Would you set down every entry shown below, precisely as written?
··· MATERIAL SUPPLIED
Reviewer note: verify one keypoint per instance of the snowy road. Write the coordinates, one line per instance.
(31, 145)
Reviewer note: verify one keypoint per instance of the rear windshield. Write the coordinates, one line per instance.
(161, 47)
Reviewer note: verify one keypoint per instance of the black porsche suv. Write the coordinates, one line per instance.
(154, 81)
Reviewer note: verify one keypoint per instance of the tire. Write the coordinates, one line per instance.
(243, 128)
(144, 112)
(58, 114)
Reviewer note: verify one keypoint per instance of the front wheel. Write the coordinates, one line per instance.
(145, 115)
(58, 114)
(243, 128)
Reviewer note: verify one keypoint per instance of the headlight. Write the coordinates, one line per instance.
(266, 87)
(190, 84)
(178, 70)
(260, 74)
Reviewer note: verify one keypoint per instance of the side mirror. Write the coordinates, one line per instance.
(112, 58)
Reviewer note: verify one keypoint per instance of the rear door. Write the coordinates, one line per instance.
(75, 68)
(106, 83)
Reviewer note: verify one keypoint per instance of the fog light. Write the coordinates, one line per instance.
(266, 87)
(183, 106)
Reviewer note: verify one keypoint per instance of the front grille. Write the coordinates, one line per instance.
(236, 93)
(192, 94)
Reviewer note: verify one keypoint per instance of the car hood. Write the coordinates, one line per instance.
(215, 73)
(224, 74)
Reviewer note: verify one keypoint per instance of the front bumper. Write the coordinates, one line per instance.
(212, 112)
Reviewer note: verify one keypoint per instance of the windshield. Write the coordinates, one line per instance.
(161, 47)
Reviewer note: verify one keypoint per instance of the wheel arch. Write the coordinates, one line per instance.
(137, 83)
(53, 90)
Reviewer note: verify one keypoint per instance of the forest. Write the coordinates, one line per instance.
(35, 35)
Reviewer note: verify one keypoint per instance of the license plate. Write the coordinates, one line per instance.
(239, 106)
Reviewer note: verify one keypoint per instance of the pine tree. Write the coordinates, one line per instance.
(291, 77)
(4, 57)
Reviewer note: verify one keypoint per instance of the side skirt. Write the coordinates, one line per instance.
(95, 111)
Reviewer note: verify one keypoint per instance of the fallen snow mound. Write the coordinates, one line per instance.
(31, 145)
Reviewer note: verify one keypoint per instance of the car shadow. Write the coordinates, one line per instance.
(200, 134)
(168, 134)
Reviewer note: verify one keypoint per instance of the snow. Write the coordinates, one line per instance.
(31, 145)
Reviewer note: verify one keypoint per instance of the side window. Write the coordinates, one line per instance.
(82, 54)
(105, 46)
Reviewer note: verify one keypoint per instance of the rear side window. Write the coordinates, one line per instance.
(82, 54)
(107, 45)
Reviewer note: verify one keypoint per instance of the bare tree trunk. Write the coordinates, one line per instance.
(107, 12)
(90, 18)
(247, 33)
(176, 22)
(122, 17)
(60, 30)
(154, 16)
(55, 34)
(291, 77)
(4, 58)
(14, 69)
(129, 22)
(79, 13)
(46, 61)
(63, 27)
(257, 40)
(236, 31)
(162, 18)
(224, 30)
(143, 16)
······
• _EXERCISE RESULT_
Reviewer note: verify one keypoint per instance of the snowy road. Write the coordinates, one line per instance.
(31, 145)
Reviewer note: verify one keypoint per instance of the rear windshield. Write the coordinates, one line per instance.
(161, 47)
Reviewer note: verify one keypoint per instance of the black porsche suv. Write the coordinates, one line per instance.
(154, 81)
Reviewer note: verify one keypoint per instance of the tire. Write the coordinates, one line per instance.
(243, 128)
(144, 112)
(58, 114)
Reviewer note: verify one keypoint per instance of the front wheel. Write the coordinates, one line per instance.
(145, 115)
(58, 114)
(243, 128)
Reviewer note: verify one keypoint per instance of the headlight. Write the coordinates, one line per instance.
(266, 87)
(190, 84)
(178, 70)
(260, 74)
Reviewer note: verify one keypoint per instance of the side mirror. Write the coordinates, one line per instance.
(112, 58)
Reviewer note: verify one keypoint per instance of the rear door. Write the coordinates, one line per instance.
(75, 68)
(106, 83)
Reviewer note: verify one keypoint per instance of the fog light. Write the coordinates, one line per instance.
(266, 87)
(183, 106)
Reviewer note: verify one keypoint per instance of the front grille. Write the coordinates, one line per instance.
(236, 93)
(192, 94)
Reviewer note: verify one keypoint per instance of the car hood. Write the coordinates, one line per instance.
(215, 73)
(224, 74)
Reviewer note: verify one keypoint per instance of the front bumper. Write the coordinates, one line per instance.
(212, 112)
Reviewer note: verify one keypoint per instance of the windshield. Write the coordinates, one line per instance.
(161, 47)
Reviewer note: verify one keypoint per instance of the wheel arch. Write the coordinates, one line per instance.
(137, 83)
(53, 90)
Reviewer note: verify one keypoint per instance of the forest. Write the coordinates, one line per instance.
(35, 35)
Reviewer note: verify one keypoint per instance of the license plate. Write the coordinates, one line per instance.
(239, 106)
Reviewer note: verify one keypoint per instance of the pine tree. Write the coordinates, one line per instance.
(291, 77)
(4, 57)
Reviewer note: verify one keypoint per instance of the side skirt. Write the coordinates, one line per instance.
(95, 111)
Reviewer note: verify one keypoint per instance of the fallen snow mound. Write the coordinates, one line per instance.
(31, 145)
Reviewer note: verify one keypoint per instance of the car shadow. Write the coordinates, one line per instance.
(200, 134)
(168, 134)
Reviewer note: verify one keypoint per instance of the snow. Write the coordinates, one line per instance.
(31, 145)
Reviewer note: verify one keypoint per instance of the side window. Write the coordinates, one line per instance.
(82, 54)
(105, 46)
Reviewer note: verify one keypoint per instance of the rear side window. Write the coordinates, one line per instance.
(82, 54)
(107, 45)
Reviewer note: verify one keypoint per instance of the bare tree trunk. Write the coordinates, one line per instance.
(107, 12)
(90, 18)
(247, 33)
(176, 22)
(122, 17)
(60, 30)
(154, 16)
(55, 34)
(291, 77)
(4, 58)
(14, 69)
(129, 22)
(79, 13)
(46, 61)
(63, 27)
(257, 40)
(236, 31)
(162, 18)
(224, 30)
(143, 16)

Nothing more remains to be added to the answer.